What to do: Copy the lines below from the start through the line that contains "157 65 L 156", changing "distant treeline" to "far-off row of trees" and leaving everything else as it is. Don't include the pictures.

[Part of a data file]
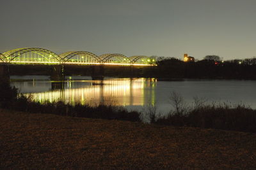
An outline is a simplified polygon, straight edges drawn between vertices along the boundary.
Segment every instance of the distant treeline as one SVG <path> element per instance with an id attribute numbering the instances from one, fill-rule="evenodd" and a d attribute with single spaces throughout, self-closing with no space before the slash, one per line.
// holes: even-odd
<path id="1" fill-rule="evenodd" d="M 222 61 L 208 55 L 196 62 L 185 62 L 170 57 L 159 58 L 157 66 L 104 66 L 104 75 L 116 77 L 156 77 L 159 78 L 256 79 L 256 58 Z M 65 66 L 66 75 L 92 76 L 98 66 Z M 50 75 L 52 66 L 11 65 L 11 74 Z M 93 68 L 94 67 L 94 68 Z"/>
<path id="2" fill-rule="evenodd" d="M 157 65 L 156 76 L 158 78 L 256 79 L 255 58 L 222 61 L 205 57 L 188 62 L 170 58 L 159 60 Z"/>

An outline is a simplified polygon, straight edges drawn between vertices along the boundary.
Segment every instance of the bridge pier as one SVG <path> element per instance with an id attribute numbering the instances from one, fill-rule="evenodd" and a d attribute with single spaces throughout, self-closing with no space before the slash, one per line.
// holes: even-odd
<path id="1" fill-rule="evenodd" d="M 7 64 L 0 64 L 0 83 L 10 83 L 9 67 Z"/>
<path id="2" fill-rule="evenodd" d="M 51 74 L 51 80 L 62 81 L 65 80 L 64 66 L 56 65 L 52 67 L 52 73 Z"/>
<path id="3" fill-rule="evenodd" d="M 104 75 L 104 68 L 103 65 L 92 66 L 92 79 L 103 80 Z"/>

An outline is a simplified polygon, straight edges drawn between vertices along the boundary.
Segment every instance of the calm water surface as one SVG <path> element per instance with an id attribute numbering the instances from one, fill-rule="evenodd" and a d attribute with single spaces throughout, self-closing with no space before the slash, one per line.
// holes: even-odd
<path id="1" fill-rule="evenodd" d="M 155 78 L 110 78 L 92 80 L 87 76 L 67 77 L 70 80 L 54 82 L 46 76 L 11 76 L 12 85 L 40 102 L 61 100 L 72 104 L 95 104 L 114 99 L 116 105 L 128 110 L 142 110 L 148 103 L 156 104 L 163 114 L 172 109 L 170 96 L 180 93 L 187 103 L 195 96 L 207 101 L 245 104 L 256 109 L 256 81 L 184 80 L 157 81 Z M 113 101 L 113 99 L 112 99 Z"/>

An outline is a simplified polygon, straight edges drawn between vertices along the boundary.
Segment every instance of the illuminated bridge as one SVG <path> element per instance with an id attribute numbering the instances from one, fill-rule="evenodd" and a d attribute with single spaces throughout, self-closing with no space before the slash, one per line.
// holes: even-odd
<path id="1" fill-rule="evenodd" d="M 126 57 L 120 53 L 97 55 L 86 51 L 60 55 L 40 48 L 22 48 L 0 53 L 0 62 L 12 64 L 156 66 L 156 59 L 144 55 Z"/>

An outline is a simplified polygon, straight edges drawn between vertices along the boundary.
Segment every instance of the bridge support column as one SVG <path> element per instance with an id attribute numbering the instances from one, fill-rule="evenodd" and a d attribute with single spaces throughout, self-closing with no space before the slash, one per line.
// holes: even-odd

Solution to this task:
An outline is a simplified polygon, straight edges drawn between vertices along the boundary.
Segment every instance of the far-off row of trees as one SVG <path> element per instance with an id attribute numbering the instances from one, fill-rule="evenodd" and a d attribute with single spaces throughout, self-closing with no space before the slash, one per line.
// holes: even-odd
<path id="1" fill-rule="evenodd" d="M 222 61 L 208 55 L 196 62 L 185 62 L 170 57 L 159 58 L 157 66 L 104 66 L 104 75 L 116 77 L 156 77 L 159 78 L 256 79 L 256 58 Z M 65 66 L 66 75 L 92 76 L 98 66 Z M 50 75 L 52 66 L 11 65 L 11 74 Z M 93 68 L 94 67 L 94 68 Z"/>
<path id="2" fill-rule="evenodd" d="M 157 65 L 156 76 L 158 78 L 256 79 L 255 58 L 222 61 L 205 57 L 188 62 L 170 58 L 159 60 Z"/>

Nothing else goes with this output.